++++ EXCERPT ++++
This dataset contains benthic data generated from imagery collected by divers conducting photogrammetric monitoring at EcoRRAP sites (see SOP #14: Reef monitoring sampling methods | AIMS). These images used are the underlying images of the EcoRRAP 3D models and are used here to assess benthic community composition within EcoRRAP plots.
A subset of images were extracted for this dataset by using a python script that filtered for image position within 3D models, to enable the best spatial stratification, as well as for aspect to maximise extraction of images facing the benthos. A 1000-pixel bounding box was applied to the edges of the image to remove areas of distortion (original image size was 8256x5504 pixels). Images were extracted for 352 plots in 2021, 333 plots in 2022, 325 plots in 2023, and 191 plots in 2024. Missing plots from each year are not available due to either logitsical or processing constraints.
Twelve images per plot (72 square meters, or 12 x 6m, total in each plot) with 50 points per image were analysed in ReefCloud. Images from a subset of plots in 2021, 2022, and 2023 were manually annotated in ReefCloud to train an automated image analysis model and the remaining plots were analysed using the automated model. Images were annotated using the EcoRRAP Community Composition Label Set which is included in this data package.
Important Note for 2024 data: data is only available from reefs in the EcoRRAP Central Cluster and the Torres Strait Cluster. Please also be aware that no additional human annotations have been done on 2024 images, therefore all 2024 points are solely machine generated.
The ReefCloud ML model was trained with a goal of achieving 80% accuracy for identification of benthos. Training proceeded as an iterative process with model diagnostics assessed after each round of training. Once performance targets were reached across course taxonomic classes, targeted annotation was undertaken to improve the model performance for specific classes. In January 2026, a full quality check of all human annotated points was undertaken to ensure optimal model performance.
Please read all associated README files prior to using this dataset as they provide critical context about the generation and use of this data.
++++
**WORK REQUEST 1:** For each year named in the EcoRRAP dataset description, give the number of plots from which images were extracted.
**WORK REQUEST 2:** Copy the EcoRRAP dataset description from "A subset of images" up to and including "or processing constraints.".
++++ PROVIDED DATA ++++
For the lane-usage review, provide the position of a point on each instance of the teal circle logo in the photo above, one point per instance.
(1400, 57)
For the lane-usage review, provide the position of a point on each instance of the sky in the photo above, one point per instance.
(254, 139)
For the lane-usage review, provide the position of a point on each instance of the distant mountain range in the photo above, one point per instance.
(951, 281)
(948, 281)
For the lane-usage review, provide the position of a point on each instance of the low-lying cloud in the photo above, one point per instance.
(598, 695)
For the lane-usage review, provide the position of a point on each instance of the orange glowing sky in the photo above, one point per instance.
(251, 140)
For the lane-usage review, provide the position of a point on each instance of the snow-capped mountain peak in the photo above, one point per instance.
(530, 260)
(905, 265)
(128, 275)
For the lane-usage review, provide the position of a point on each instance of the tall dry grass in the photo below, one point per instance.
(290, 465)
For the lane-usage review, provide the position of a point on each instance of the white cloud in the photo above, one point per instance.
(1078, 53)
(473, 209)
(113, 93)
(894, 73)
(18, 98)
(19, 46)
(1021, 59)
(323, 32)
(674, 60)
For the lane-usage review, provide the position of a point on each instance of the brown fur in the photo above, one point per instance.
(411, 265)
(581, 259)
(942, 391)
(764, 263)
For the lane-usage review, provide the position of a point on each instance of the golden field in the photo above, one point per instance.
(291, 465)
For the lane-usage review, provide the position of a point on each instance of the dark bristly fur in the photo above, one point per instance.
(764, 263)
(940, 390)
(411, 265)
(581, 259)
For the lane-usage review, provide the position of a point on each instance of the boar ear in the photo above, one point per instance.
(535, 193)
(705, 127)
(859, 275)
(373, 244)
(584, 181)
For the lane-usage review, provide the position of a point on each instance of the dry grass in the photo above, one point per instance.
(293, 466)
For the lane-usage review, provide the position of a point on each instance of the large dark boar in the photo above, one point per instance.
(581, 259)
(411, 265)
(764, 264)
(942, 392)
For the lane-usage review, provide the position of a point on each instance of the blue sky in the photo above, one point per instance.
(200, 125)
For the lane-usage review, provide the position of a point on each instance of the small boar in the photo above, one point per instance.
++++
++++ PROVIDED DATA ++++
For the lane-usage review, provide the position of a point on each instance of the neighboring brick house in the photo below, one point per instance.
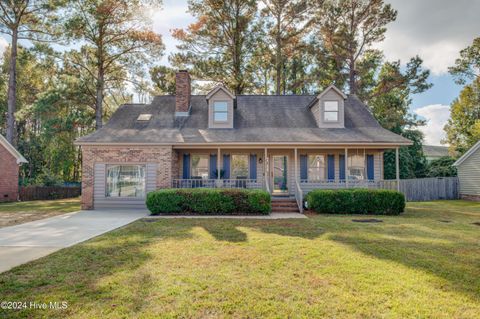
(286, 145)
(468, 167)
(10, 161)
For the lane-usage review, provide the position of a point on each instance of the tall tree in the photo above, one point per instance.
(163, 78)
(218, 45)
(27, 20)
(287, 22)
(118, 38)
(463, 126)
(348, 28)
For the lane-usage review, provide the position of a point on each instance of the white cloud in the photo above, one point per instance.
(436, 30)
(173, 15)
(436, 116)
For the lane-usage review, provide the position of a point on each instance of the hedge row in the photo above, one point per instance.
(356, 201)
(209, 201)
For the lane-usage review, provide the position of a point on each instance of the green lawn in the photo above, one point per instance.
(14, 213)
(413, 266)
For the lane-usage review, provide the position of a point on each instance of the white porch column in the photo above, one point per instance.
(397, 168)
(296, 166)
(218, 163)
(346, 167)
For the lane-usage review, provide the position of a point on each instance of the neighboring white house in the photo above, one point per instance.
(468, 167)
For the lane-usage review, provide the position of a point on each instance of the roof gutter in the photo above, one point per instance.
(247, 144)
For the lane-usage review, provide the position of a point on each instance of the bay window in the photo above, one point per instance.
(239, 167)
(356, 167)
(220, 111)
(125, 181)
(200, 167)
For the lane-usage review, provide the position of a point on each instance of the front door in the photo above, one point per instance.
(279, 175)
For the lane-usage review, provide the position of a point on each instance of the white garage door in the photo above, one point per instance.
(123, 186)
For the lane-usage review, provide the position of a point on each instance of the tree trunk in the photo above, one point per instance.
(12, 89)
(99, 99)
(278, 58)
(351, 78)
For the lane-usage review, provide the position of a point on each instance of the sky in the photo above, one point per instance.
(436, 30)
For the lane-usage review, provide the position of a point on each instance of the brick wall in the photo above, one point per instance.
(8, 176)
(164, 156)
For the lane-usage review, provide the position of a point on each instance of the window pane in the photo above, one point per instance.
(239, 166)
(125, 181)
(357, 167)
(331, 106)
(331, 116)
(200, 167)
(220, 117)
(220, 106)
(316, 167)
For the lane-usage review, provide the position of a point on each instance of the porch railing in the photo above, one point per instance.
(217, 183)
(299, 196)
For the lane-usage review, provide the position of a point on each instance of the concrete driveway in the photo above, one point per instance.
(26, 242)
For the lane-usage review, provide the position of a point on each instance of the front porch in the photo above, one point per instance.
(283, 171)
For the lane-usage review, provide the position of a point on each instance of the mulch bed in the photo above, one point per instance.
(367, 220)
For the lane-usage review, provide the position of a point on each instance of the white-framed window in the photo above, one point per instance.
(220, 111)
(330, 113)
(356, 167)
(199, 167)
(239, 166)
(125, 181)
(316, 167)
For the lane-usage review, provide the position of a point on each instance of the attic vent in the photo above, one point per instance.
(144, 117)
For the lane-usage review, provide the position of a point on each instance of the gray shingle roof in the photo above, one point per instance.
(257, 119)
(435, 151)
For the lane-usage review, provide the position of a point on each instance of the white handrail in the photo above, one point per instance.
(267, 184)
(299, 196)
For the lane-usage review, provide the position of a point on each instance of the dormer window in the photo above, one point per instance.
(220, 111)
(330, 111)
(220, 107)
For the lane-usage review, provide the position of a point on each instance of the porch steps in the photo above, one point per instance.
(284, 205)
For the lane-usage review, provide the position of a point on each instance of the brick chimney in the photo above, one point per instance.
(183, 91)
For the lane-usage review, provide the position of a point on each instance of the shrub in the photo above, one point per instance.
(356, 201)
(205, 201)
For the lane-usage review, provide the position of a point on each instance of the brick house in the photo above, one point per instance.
++++
++++ PROVIDED DATA ++++
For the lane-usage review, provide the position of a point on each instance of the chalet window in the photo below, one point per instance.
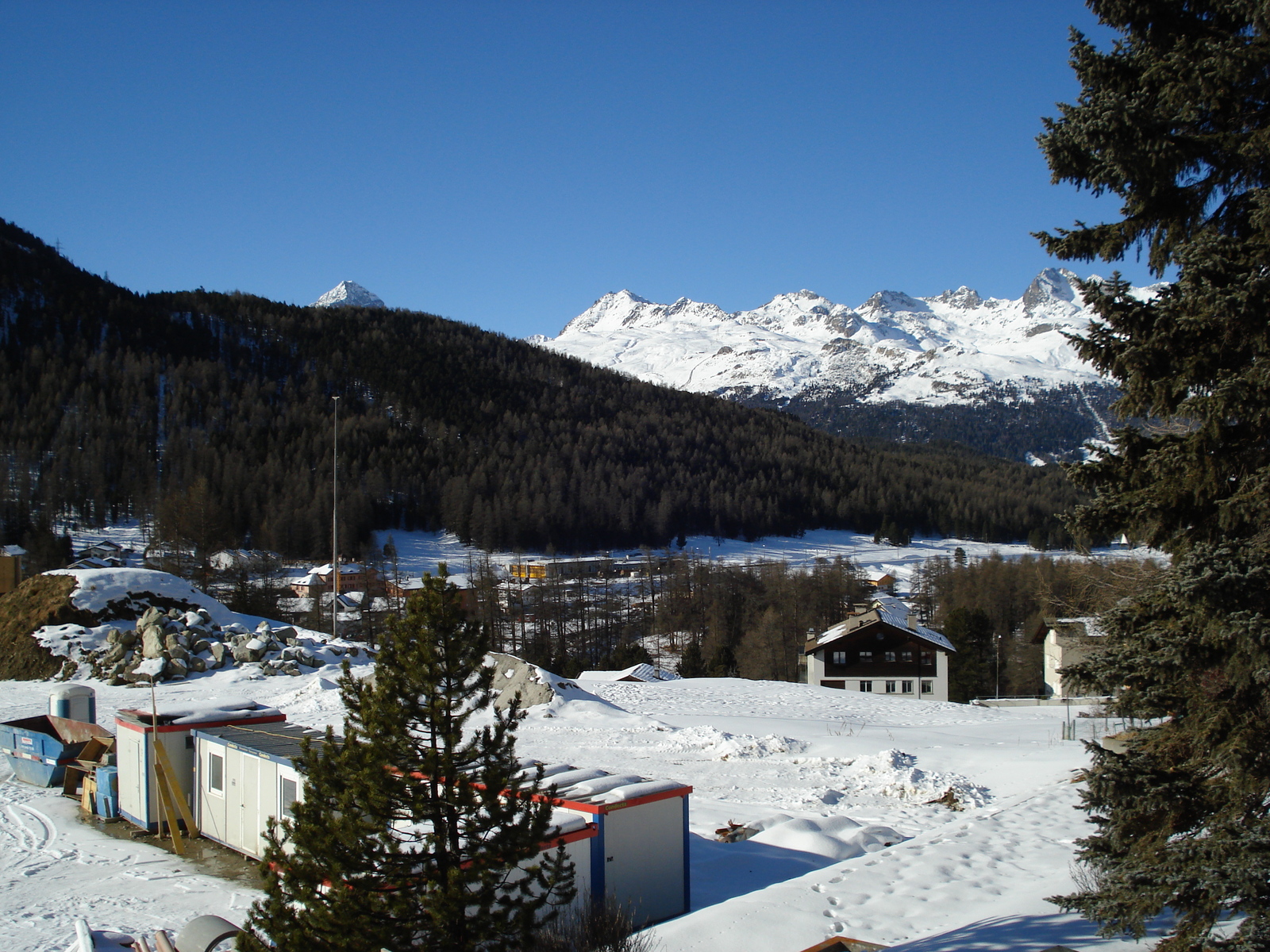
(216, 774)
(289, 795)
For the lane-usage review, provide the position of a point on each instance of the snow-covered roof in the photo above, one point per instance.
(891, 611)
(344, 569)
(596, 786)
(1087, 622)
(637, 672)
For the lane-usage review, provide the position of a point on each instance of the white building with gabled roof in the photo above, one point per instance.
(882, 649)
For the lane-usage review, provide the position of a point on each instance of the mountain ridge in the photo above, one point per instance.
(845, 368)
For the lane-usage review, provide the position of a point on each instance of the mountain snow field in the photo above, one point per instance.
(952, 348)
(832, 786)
++++
**EXERCISE ANSWER 1:**
2021: 352 plots
2022: 333 plots
2023: 325 plots
2024: 191 plots

**EXERCISE ANSWER 2:**
A subset of images were extracted for this dataset by using a python script that filtered for image position within 3D models, to enable the best spatial stratification, as well as for aspect to maximise extraction of images facing the benthos. A 1000-pixel bounding box was applied to the edges of the image to remove areas of distortion (original image size was 8256x5504 pixels). Images were extracted for 352 plots in 2021, 333 plots in 2022, 325 plots in 2023, and 191 plots in 2024. Missing plots from each year are not available due to either logitsical or processing constraints.